» **Work to be completed**
Pictures stay out; everything else in the records below is copied exactly.

» **Outline labeling records**
::::
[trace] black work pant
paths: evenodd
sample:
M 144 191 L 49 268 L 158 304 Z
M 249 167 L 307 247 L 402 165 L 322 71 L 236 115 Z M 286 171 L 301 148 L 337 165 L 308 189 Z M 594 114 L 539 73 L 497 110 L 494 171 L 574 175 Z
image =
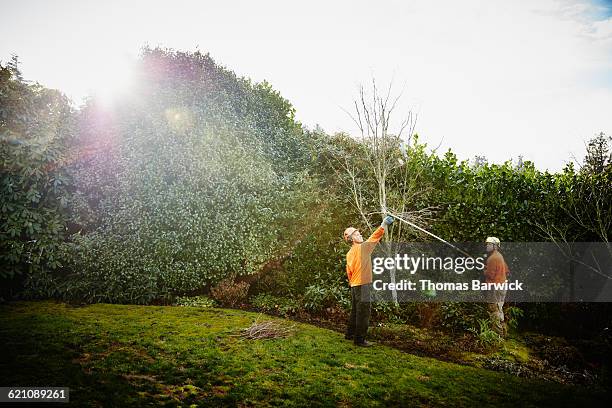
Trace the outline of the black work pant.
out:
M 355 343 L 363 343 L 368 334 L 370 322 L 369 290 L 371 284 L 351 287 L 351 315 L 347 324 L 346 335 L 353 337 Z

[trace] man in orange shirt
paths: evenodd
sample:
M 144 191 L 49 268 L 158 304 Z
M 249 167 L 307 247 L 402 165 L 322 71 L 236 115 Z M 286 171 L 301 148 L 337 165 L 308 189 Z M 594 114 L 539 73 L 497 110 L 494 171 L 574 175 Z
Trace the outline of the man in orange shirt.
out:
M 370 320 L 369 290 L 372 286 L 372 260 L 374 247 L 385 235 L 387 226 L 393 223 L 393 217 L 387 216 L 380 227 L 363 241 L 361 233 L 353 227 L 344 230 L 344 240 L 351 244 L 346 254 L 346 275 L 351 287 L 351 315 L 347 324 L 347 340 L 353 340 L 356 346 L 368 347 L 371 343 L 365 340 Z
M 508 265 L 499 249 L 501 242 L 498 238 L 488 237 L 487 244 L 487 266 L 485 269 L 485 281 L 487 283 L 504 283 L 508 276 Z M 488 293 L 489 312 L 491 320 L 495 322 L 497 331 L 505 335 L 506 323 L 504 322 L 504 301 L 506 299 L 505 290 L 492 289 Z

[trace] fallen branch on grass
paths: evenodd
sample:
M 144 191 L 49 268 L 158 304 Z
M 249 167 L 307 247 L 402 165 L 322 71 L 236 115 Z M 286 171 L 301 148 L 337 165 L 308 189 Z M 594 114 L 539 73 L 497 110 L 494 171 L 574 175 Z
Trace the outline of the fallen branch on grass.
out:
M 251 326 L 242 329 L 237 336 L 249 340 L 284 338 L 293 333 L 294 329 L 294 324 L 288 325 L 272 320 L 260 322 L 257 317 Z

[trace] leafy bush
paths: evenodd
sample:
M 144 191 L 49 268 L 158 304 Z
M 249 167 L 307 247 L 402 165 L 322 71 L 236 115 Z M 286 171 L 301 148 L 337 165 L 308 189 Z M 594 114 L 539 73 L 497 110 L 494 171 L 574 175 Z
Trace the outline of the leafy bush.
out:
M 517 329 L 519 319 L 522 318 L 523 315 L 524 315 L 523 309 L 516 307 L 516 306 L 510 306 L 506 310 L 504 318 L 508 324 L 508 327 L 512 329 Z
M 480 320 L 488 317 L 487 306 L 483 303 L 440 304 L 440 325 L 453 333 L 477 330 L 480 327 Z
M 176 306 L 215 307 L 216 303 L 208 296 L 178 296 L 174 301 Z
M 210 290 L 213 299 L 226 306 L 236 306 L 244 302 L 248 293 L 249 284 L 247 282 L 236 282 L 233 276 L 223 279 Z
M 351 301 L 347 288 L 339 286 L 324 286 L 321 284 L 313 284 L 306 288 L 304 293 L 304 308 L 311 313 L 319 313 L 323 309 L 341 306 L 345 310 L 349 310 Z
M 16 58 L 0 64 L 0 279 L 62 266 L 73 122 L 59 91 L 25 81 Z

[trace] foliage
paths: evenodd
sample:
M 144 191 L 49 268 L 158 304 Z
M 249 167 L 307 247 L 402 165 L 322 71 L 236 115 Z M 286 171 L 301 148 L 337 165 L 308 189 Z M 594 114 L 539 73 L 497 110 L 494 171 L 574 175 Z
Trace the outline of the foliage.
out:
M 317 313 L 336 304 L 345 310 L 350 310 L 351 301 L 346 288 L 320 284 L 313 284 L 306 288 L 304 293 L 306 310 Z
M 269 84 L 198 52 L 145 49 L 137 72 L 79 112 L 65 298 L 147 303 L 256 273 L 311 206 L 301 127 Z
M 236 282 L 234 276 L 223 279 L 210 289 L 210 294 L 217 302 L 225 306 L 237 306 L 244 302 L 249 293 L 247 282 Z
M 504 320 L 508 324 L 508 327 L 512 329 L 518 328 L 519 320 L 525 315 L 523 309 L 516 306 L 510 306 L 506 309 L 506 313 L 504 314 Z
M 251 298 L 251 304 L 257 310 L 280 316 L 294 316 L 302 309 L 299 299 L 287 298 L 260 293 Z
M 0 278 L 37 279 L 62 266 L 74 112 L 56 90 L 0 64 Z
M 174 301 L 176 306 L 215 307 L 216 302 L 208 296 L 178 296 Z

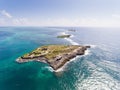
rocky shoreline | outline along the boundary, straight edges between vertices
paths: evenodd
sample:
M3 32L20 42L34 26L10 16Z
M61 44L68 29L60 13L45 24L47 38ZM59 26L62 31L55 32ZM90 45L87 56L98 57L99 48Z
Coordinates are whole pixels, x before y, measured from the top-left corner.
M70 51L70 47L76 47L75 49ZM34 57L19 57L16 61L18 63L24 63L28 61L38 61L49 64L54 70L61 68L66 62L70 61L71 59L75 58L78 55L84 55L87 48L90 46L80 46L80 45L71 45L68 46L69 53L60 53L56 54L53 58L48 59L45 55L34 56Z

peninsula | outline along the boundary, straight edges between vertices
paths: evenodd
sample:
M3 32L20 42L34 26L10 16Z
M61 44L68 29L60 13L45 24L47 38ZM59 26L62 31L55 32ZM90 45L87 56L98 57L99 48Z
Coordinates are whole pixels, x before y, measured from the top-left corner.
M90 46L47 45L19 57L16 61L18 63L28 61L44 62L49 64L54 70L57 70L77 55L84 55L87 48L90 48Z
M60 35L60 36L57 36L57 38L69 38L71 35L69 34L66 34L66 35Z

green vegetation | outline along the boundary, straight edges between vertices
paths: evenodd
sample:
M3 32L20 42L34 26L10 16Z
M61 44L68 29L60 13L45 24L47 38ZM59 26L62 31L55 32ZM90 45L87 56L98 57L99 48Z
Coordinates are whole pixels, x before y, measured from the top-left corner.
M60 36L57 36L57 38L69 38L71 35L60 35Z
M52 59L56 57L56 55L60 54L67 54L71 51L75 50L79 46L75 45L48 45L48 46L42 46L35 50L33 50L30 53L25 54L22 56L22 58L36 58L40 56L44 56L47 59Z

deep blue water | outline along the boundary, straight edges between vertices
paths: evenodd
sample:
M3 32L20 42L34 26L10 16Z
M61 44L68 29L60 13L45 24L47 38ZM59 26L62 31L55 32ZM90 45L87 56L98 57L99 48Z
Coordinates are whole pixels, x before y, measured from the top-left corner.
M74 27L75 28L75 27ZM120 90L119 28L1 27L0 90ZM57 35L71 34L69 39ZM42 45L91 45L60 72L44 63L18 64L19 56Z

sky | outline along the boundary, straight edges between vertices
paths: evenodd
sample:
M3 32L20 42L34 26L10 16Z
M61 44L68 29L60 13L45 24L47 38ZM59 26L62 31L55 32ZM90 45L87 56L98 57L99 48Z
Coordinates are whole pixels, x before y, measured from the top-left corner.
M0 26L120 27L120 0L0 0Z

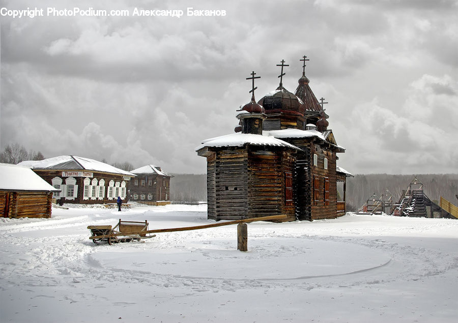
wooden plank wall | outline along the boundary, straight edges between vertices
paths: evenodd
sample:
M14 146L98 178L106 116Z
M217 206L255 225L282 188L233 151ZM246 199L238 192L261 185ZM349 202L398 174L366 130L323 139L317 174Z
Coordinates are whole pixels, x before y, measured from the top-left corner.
::::
» **Response to the exercise**
[trace] black work pant
paths: evenodd
sample:
M 144 191 L 49 268 L 158 304 Z
M 249 167 L 307 247 L 402 165 L 322 71 L 236 115 Z M 286 171 L 301 148 L 337 165 L 308 189 Z M 594 114 L 539 73 L 497 110 L 494 171 L 574 175 Z
image =
Trace the outline of the black work pant.
out:
M 355 343 L 363 343 L 368 334 L 370 322 L 369 290 L 371 284 L 351 287 L 351 315 L 347 324 L 346 335 L 353 337 Z

[trace] man in orange shirt
paths: evenodd
sample:
M 144 191 L 49 268 L 158 304 Z
M 249 167 L 307 247 L 402 165 L 322 71 L 236 115 Z M 286 171 L 301 148 L 337 165 L 308 189 Z M 594 114 L 539 73 L 497 110 L 494 171 L 574 175 Z
Trace the outline of the man in orange shirt.
out:
M 370 320 L 369 290 L 372 286 L 372 260 L 374 247 L 385 235 L 387 226 L 393 223 L 393 217 L 387 216 L 380 227 L 363 241 L 361 233 L 353 227 L 344 230 L 344 240 L 351 244 L 346 254 L 346 275 L 351 287 L 351 315 L 347 324 L 347 340 L 353 340 L 356 346 L 368 347 L 371 343 L 365 340 Z
M 508 265 L 499 249 L 501 242 L 498 238 L 488 237 L 487 244 L 487 266 L 485 269 L 485 281 L 487 283 L 504 283 L 508 276 Z M 488 293 L 489 312 L 491 320 L 495 322 L 497 331 L 505 335 L 506 323 L 504 322 L 504 301 L 506 299 L 505 290 L 492 289 Z

[trace] fallen branch on grass
paths: evenodd
sample:
M 144 191 L 49 268 L 158 304 Z
M 249 167 L 307 247 L 402 165 L 322 71 L 236 115 Z M 286 171 L 301 148 L 337 165 L 308 189 Z M 594 114 L 539 73 L 497 110 L 494 171 L 574 175 Z
Trace the outline of the fallen branch on grass.
out:
M 251 326 L 242 329 L 237 336 L 249 340 L 284 338 L 293 333 L 294 329 L 294 324 L 288 325 L 272 320 L 260 322 L 257 317 Z

[trace] leafy bush
paths: evenodd
sample:
M 144 191 L 49 268 L 158 304 Z
M 249 167 L 307 247 L 402 165 L 322 71 L 236 115 Z M 286 171 L 301 148 L 337 165 L 308 189 Z M 594 114 L 539 73 L 497 110 L 494 171 L 574 175 Z
Trace the outline of the leafy bush.
out:
M 517 329 L 519 319 L 522 318 L 523 315 L 524 315 L 523 309 L 516 307 L 516 306 L 510 306 L 506 310 L 504 318 L 508 324 L 508 327 L 512 329 Z
M 480 320 L 488 317 L 487 306 L 483 303 L 440 304 L 440 325 L 453 333 L 477 330 L 480 327 Z
M 176 306 L 215 307 L 216 303 L 208 296 L 178 296 L 174 301 Z
M 210 290 L 213 299 L 226 306 L 236 306 L 244 302 L 248 293 L 249 284 L 247 282 L 236 282 L 233 276 L 223 279 Z
M 351 301 L 347 288 L 339 286 L 324 286 L 321 284 L 313 284 L 306 288 L 304 293 L 304 308 L 311 313 L 319 313 L 323 309 L 341 306 L 345 310 L 349 310 Z
M 16 58 L 0 64 L 0 279 L 62 266 L 73 122 L 59 91 L 25 81 Z

[trace] foliage
paths: evenodd
sample:
M 144 191 L 49 268 L 158 304 Z
M 249 167 L 307 247 L 402 165 L 322 71 L 236 115 Z M 286 171 L 301 148 L 337 165 L 308 189 Z M 594 114 L 539 73 L 497 110 L 494 171 L 574 175 Z
Trace the outline of the foliage.
out:
M 317 313 L 336 304 L 345 310 L 350 310 L 351 301 L 346 288 L 320 284 L 313 284 L 306 288 L 304 293 L 306 310 Z
M 269 84 L 198 52 L 145 49 L 137 72 L 79 112 L 65 298 L 147 303 L 256 273 L 311 206 L 301 127 Z
M 236 282 L 234 276 L 223 279 L 210 289 L 210 294 L 217 302 L 225 306 L 237 306 L 244 302 L 249 293 L 247 282 Z
M 504 320 L 508 324 L 508 327 L 512 329 L 518 328 L 519 320 L 525 315 L 523 309 L 516 306 L 510 306 L 506 309 L 506 313 L 504 314 Z
M 251 298 L 251 304 L 257 310 L 280 316 L 294 316 L 302 309 L 299 299 L 287 298 L 260 293 Z
M 0 278 L 37 279 L 62 266 L 74 112 L 56 90 L 0 64 Z
M 174 301 L 176 306 L 215 307 L 216 302 L 208 296 L 178 296 Z

rocky shoreline | outline along the boundary, straight edges between vertices
paths: evenodd
sample:
M3 32L20 42L34 26L10 16Z
M61 44L68 29L60 13L45 24L47 38ZM59 26L62 31L55 32ZM90 45L87 56L98 57L99 48Z
Coordinates are whole pixels, x before y, measured from the top-left corner.
M70 51L70 47L76 47L75 49ZM34 57L19 57L16 61L18 63L24 63L28 61L38 61L49 64L54 70L61 68L66 62L70 61L71 59L75 58L78 55L84 55L87 48L90 46L80 46L80 45L71 45L68 46L69 53L60 53L56 54L53 58L48 59L45 55L34 56Z

peninsula | outline along the boundary, straight edges between vertices
paths: evenodd
sample:
M3 32L20 42L34 26L10 16Z
M61 44L68 29L60 13L45 24L47 38ZM59 26L62 31L55 32ZM90 45L87 56L98 57L99 48Z
Coordinates are whole pixels, x before y, measured from the top-left corner.
M90 46L47 45L19 57L16 61L18 63L28 61L44 62L49 64L54 70L57 70L77 55L84 55L87 48L90 48Z
M60 35L60 36L57 36L57 38L69 38L71 35L69 34L66 34L66 35Z

green vegetation | outline along the boundary, straight edges between vertices
paths: evenodd
sample:
M3 32L20 42L34 26L10 16Z
M61 44L68 29L60 13L45 24L47 38ZM59 26L62 31L55 32ZM90 45L87 56L98 57L99 48Z
Coordinates are whole pixels, x before y, measured from the top-left corner.
M60 36L57 36L57 38L69 38L71 35L60 35Z
M52 59L56 57L56 55L60 54L67 54L71 51L75 50L79 46L75 45L48 45L48 46L42 46L35 50L33 50L30 53L25 54L22 56L22 58L36 58L40 56L44 56L47 59Z

deep blue water | outline along the boundary, straight edges between vertices
paths: evenodd
sample:
M3 32L20 42L34 26L10 16Z
M61 44L68 29L60 13L45 24L47 38ZM59 26L62 31L55 32ZM90 45L87 56L98 57L99 48Z
Coordinates are whole pixels, x before y, measured from the top-left corner.
M74 27L75 28L75 27ZM120 90L119 28L1 27L0 90ZM57 35L71 34L69 39ZM42 45L91 45L60 72L44 63L18 64L19 56Z

sky | outline along the boundary, straight edges between vertices
paths: evenodd
sample:
M3 32L20 42L34 26L10 16Z
M61 44L68 29L60 13L45 24L47 38ZM59 26L62 31L55 32ZM90 45L87 56L98 57L99 48Z
Coordinates are whole pixels, x before y, measured from the top-left corner.
M0 26L120 27L120 0L0 0Z

wooden plank wall | outline along the boundary, straight edges between vertices
paths: evenodd
sample:
M14 146L98 178L106 116Z
M217 206L255 225L282 188L233 151ZM246 199L238 192L261 185ZM349 202L398 174L366 130L323 139L317 174Z
Coordinates are whole pixels, x before y, measured from the top-left corner.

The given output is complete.